# [What to produce]
The reply should consist of the full listing, repeated word for word.

# [The data]
---

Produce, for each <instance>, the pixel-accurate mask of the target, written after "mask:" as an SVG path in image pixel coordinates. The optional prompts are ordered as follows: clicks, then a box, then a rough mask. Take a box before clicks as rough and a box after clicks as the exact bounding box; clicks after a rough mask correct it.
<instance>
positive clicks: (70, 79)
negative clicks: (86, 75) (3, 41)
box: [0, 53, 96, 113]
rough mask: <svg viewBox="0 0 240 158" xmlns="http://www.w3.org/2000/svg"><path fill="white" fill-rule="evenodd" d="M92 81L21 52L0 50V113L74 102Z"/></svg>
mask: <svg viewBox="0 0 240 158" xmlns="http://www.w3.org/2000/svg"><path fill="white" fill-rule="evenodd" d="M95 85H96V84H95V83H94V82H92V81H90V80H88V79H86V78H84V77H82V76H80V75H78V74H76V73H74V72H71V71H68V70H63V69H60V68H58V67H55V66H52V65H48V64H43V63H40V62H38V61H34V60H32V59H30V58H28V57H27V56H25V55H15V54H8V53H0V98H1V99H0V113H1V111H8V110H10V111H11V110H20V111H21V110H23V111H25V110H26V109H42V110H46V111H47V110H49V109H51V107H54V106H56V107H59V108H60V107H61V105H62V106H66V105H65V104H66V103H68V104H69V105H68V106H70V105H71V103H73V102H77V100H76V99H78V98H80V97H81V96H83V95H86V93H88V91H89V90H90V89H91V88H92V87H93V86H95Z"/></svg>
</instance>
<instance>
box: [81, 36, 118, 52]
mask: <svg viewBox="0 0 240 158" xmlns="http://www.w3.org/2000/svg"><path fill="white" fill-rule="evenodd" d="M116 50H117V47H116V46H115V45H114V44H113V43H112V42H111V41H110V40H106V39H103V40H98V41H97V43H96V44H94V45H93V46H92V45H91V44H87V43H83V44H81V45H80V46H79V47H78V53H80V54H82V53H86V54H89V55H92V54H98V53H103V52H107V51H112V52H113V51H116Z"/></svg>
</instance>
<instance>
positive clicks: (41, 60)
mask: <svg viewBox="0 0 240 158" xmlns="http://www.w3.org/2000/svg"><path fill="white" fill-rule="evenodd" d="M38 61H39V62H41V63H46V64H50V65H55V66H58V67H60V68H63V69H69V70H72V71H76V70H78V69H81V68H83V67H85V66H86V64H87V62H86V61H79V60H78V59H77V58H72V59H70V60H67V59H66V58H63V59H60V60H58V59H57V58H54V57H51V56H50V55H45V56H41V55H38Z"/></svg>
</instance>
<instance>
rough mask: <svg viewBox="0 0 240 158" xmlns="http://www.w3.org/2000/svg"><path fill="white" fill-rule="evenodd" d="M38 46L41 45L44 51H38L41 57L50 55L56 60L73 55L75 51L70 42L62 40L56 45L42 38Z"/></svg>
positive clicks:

---

# [Answer below]
Produce, for each <instance>, the pixel-accurate mask of the target, written after "mask:" as an SVG path in image pixel coordinates. The optional prompts are ordered as follows: clicks, then a box, then a rough mask. Take a box before clicks as rough and a box after clicks as the exact bounding box; clicks after a rough mask correct it.
<instance>
positive clicks: (70, 79)
negative clicks: (86, 75) (3, 41)
box: [0, 53, 96, 113]
rough mask: <svg viewBox="0 0 240 158" xmlns="http://www.w3.org/2000/svg"><path fill="white" fill-rule="evenodd" d="M92 81L21 52L0 50V113L74 102Z"/></svg>
mask: <svg viewBox="0 0 240 158" xmlns="http://www.w3.org/2000/svg"><path fill="white" fill-rule="evenodd" d="M95 85H96V84H95V83H94V82H92V81H90V80H88V79H86V78H84V77H82V76H80V75H78V74H76V73H74V72H71V71H68V70H63V69H60V68H58V67H55V66H52V65H48V64H43V63H40V62H38V61H34V60H32V59H30V58H28V57H27V56H25V55H15V54H8V53H0V98H1V99H0V113H1V111H8V110H10V111H11V110H20V111H21V110H23V111H25V110H26V109H42V110H46V111H47V110H49V109H51V107H54V106H56V107H59V108H60V107H61V105H62V106H66V105H65V104H66V103H68V104H69V105H68V106H70V105H71V103H73V102H77V100H76V99H78V98H80V97H81V96H83V95H86V93H88V91H89V90H90V89H91V88H92V87H93V86H95Z"/></svg>
</instance>
<instance>
box: [81, 36, 118, 52]
mask: <svg viewBox="0 0 240 158" xmlns="http://www.w3.org/2000/svg"><path fill="white" fill-rule="evenodd" d="M116 50H117V47H116V46H115V45H114V44H113V43H112V42H111V41H110V40H106V39H103V40H98V41H97V43H96V44H94V45H93V46H92V45H91V44H87V43H83V44H81V45H80V46H79V47H78V53H80V54H82V53H86V54H89V55H92V54H98V53H103V52H107V51H112V52H113V51H116Z"/></svg>
</instance>
<instance>
positive clicks: (41, 60)
mask: <svg viewBox="0 0 240 158" xmlns="http://www.w3.org/2000/svg"><path fill="white" fill-rule="evenodd" d="M38 61H39V62H41V63H46V64H50V65H55V66H58V67H60V68H63V69H69V70H72V71H76V70H78V69H81V68H83V67H85V66H86V64H87V62H86V61H79V60H78V59H77V58H72V59H70V60H67V59H66V58H63V59H60V60H58V59H57V58H54V57H51V56H50V55H45V56H41V55H38Z"/></svg>
</instance>
<instance>
rough mask: <svg viewBox="0 0 240 158" xmlns="http://www.w3.org/2000/svg"><path fill="white" fill-rule="evenodd" d="M38 46L41 45L44 51H38L41 57L50 55L56 60L73 55L75 51L70 42L62 40L56 45L42 38Z"/></svg>
positive clicks:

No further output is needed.